[Start of section]

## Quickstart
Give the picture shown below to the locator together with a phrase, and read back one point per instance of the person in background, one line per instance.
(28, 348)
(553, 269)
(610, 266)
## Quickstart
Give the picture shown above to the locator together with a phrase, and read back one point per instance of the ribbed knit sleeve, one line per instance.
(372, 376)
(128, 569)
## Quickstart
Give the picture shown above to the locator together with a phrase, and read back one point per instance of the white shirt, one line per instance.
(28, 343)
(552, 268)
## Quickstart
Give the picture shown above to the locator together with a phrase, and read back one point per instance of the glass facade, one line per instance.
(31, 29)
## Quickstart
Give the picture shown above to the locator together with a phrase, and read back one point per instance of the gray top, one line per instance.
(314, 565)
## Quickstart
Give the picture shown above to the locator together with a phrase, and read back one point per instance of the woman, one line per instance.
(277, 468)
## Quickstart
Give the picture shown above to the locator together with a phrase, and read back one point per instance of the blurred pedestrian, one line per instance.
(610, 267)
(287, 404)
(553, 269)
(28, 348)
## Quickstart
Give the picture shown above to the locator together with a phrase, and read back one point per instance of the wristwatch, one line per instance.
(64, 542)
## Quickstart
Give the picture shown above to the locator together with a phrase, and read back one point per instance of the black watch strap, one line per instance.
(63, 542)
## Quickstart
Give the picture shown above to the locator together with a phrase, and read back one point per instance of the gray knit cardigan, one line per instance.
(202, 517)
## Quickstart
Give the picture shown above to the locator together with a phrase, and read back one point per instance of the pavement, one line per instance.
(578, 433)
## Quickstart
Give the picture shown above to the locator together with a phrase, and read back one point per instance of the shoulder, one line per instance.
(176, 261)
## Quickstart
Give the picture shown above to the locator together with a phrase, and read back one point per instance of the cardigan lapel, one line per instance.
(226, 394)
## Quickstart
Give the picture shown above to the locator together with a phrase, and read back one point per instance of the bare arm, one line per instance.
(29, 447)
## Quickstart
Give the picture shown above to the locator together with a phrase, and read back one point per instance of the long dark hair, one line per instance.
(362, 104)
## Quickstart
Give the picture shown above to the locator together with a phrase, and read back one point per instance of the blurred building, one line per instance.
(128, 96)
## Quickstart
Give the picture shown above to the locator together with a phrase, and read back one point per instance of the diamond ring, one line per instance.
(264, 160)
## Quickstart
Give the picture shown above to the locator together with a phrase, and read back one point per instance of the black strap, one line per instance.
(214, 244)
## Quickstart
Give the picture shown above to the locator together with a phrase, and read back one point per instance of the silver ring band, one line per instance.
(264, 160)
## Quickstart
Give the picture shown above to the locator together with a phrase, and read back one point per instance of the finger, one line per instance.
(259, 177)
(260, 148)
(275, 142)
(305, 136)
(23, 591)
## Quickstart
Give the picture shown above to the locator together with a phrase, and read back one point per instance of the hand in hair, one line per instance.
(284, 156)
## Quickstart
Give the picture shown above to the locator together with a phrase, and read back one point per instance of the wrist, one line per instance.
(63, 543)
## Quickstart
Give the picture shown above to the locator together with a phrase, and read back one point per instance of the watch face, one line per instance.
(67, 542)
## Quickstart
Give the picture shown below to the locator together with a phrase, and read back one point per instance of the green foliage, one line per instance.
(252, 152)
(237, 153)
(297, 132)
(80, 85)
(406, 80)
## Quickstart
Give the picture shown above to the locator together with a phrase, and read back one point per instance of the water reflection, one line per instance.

[End of section]

Task details → All of the entries should be transcribed exactly as they appear.

Answer below →
## Quickstart
Give the picture shown below to the locator together with a phrase, and read back one point per instance of the person in background, one line per instance.
(28, 348)
(553, 269)
(610, 266)
## Quickstart
Give the picture shown above to the locator together with a phrase, and read back one point per instance of the ribbed knit sleeve, one line per instance.
(372, 376)
(128, 569)
## Quickstart
Give the picture shown above to the locator together with a phrase, and read back one point per instance of the white shirt, one line per instance.
(28, 343)
(552, 268)
## Quickstart
Give the picture shown above to the locator together with a phrase, and read back one point per instance of the glass facade, one line per instance.
(31, 29)
## Quickstart
Give the picture shown above to the locator together with a phrase, and read back one point per instance of the gray top, one line per instance.
(314, 565)
## Quickstart
Give the picture shown above to the locator together with a phrase, and read back one point per instance of the woman, one line per instance.
(277, 468)
## Quickstart
Give the picture shown above to the locator together with a phrase, and read back one point per instance of the blurred pedestrian, one line per instance.
(610, 267)
(287, 404)
(553, 269)
(28, 348)
## Quickstart
Give the picture shown above to the locator together with a phrase, and read back one point per instance of the wristwatch, one line per instance.
(64, 542)
## Quickstart
Give the picture shown above to the locator together with a phrase, and read back one point per instance of the black watch strap, one line per instance.
(63, 542)
## Quickstart
Give the picture shown above to the locator together with a phrase, and read back one point per instance of the gray knit cardigan, one line per instance.
(202, 517)
## Quickstart
Give the picture shown above to the locator together with a phrase, and read back one point per instance of the pavement, one line per instance.
(578, 433)
## Quickstart
Give the picture shown above to the locator together with a phrase, and read back one point per instance of the shoulder, one line per instance.
(176, 261)
## Quickstart
Give the picture shown above to the locator together with a phrase, and read back one point per instance of the cardigan lapel, one line per instance.
(226, 394)
## Quickstart
Give the picture shown above to the locator together with a phrase, and read back one point per instance of the bare arm, one line per instance.
(29, 447)
## Quickstart
Give the picture shown above to the locator together with a phrase, and read back one point per instance of the long dark hair, one line per instance.
(362, 104)
## Quickstart
Give the picture shown above to the locator together with a phrase, and read back one point per instance of the blurred building, one line per instance.
(128, 96)
## Quickstart
Give the picture shown above to the locator together with a phrase, and read back one point per instance of the diamond ring, one line per instance.
(264, 160)
## Quickstart
Give the picture shown above to the locator together with a phrase, and read back one point per instance of the black strap, one line per instance.
(214, 244)
## Quickstart
Give the picture shown above to the locator together with a phrase, and read back one point per instance of the silver ring band, one line per instance.
(264, 160)
## Quickstart
Give the picture shown above to the locator together with a phrase, and read back one point per instance of the finger, one line per instance.
(259, 177)
(260, 148)
(275, 142)
(305, 136)
(23, 591)
## Quickstart
Give the picture shown above to the locator together with a phrase, and read back one point per instance of the hand in hair, one line per instance.
(284, 156)
## Quickstart
Give the picture shown above to the locator together with a phrase, and read back one point per instance of the wrist, one line per instance.
(63, 543)
## Quickstart
Give the picture shown above to the locator together with a phrase, and read back one point per instance of the watch face, one line per instance.
(67, 542)
## Quickstart
Give the picture shown below to the locator together with a phrase, and read back one point per instance of the green foliage, one line per instance.
(252, 152)
(237, 153)
(297, 132)
(80, 85)
(406, 80)
## Quickstart
Give the picture shown above to the locator together with a phrase, and read back one point per instance of the water reflection, one line per instance.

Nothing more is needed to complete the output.